Can you copy, word for word, everything in the listing below from the line containing "of the door" down to the line containing "of the window", with both of those lines included?
※
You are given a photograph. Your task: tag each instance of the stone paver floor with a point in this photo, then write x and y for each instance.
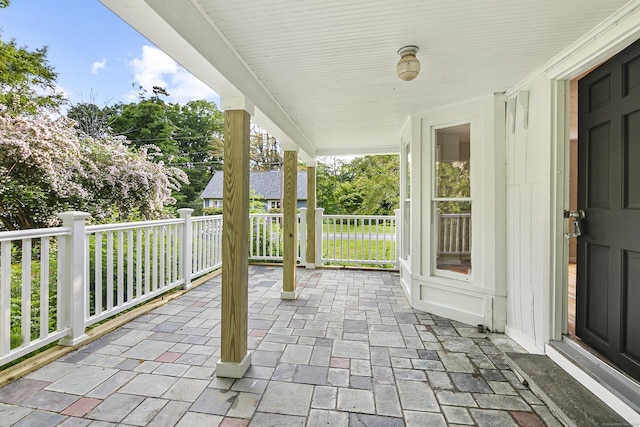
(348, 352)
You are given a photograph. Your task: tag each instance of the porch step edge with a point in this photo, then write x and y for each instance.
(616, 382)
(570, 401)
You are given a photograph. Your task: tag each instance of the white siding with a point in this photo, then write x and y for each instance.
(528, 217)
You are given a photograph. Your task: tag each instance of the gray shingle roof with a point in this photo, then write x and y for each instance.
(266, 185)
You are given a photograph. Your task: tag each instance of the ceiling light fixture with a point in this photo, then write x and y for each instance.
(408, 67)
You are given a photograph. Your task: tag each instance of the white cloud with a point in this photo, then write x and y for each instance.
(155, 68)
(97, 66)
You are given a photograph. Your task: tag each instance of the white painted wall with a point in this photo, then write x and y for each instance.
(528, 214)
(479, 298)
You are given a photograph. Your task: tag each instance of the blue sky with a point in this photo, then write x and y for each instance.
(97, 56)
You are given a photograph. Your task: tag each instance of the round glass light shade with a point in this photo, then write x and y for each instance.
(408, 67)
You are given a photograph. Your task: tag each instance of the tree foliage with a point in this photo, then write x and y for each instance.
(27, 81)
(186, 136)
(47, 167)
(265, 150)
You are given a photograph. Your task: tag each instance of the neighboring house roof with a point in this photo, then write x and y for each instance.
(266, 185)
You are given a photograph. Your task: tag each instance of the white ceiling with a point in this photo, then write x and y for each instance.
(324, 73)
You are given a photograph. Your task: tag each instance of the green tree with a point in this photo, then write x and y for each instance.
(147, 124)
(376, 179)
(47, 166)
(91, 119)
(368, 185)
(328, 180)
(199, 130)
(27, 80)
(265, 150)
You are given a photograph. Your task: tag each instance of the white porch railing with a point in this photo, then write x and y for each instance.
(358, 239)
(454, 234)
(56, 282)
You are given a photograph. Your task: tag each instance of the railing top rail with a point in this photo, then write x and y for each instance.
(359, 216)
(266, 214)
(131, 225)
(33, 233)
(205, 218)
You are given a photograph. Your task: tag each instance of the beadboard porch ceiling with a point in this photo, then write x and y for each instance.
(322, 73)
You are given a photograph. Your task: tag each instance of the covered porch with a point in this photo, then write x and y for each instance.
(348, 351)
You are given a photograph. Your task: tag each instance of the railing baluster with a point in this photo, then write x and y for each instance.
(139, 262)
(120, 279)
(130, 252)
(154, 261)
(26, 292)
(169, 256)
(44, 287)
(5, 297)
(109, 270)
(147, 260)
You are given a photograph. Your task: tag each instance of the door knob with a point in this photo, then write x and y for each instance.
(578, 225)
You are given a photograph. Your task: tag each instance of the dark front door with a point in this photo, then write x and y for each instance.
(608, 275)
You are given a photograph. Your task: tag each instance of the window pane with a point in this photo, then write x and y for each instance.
※
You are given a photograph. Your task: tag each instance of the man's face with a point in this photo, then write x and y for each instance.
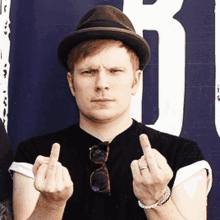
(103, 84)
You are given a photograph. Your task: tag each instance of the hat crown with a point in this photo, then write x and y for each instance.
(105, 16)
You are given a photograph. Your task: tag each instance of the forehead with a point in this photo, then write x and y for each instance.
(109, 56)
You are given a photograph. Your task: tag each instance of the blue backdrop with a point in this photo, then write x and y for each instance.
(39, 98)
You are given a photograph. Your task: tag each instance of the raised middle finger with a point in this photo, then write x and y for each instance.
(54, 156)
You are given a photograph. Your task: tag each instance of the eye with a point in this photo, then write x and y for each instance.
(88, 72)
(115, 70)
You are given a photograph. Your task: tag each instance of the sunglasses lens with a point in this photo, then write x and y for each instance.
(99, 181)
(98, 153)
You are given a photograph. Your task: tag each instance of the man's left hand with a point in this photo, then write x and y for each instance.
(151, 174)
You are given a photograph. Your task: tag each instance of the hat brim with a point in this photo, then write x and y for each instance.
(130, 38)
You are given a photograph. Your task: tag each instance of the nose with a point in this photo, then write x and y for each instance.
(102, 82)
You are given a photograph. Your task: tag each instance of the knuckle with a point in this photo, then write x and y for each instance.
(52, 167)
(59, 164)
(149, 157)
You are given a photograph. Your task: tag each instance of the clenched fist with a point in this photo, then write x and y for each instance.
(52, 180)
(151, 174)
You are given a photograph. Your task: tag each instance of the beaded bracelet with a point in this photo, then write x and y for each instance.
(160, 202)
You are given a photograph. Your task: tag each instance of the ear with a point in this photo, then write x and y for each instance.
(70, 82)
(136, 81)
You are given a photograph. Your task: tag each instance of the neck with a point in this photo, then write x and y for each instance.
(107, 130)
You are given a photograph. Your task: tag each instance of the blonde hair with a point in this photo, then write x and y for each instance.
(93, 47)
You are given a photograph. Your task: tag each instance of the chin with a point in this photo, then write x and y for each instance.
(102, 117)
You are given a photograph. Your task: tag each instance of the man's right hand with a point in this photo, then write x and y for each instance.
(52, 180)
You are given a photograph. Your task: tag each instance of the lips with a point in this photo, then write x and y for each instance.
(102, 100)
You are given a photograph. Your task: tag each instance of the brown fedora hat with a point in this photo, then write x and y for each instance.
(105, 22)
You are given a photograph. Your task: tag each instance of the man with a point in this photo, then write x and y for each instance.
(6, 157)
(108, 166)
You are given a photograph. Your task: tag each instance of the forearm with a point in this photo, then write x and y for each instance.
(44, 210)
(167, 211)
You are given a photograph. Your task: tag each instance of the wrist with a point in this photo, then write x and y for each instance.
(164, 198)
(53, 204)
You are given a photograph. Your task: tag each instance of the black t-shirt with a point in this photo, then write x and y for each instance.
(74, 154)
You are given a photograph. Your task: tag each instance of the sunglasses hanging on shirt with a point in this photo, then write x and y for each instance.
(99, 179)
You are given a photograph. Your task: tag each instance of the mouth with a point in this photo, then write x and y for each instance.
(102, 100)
※
Answer to the problem:
You are given a photograph. Your task: tag each instance of the door knob with a point in this photo, then write x and y for each instance.
(578, 225)
You are given a photograph. Your task: tag each instance of the dark front door with a point in this photo, then write x and y for each instance.
(608, 275)
You are given a photograph. Your task: tag each instance of the window pane with a point in this photo, then write x and y for each instance.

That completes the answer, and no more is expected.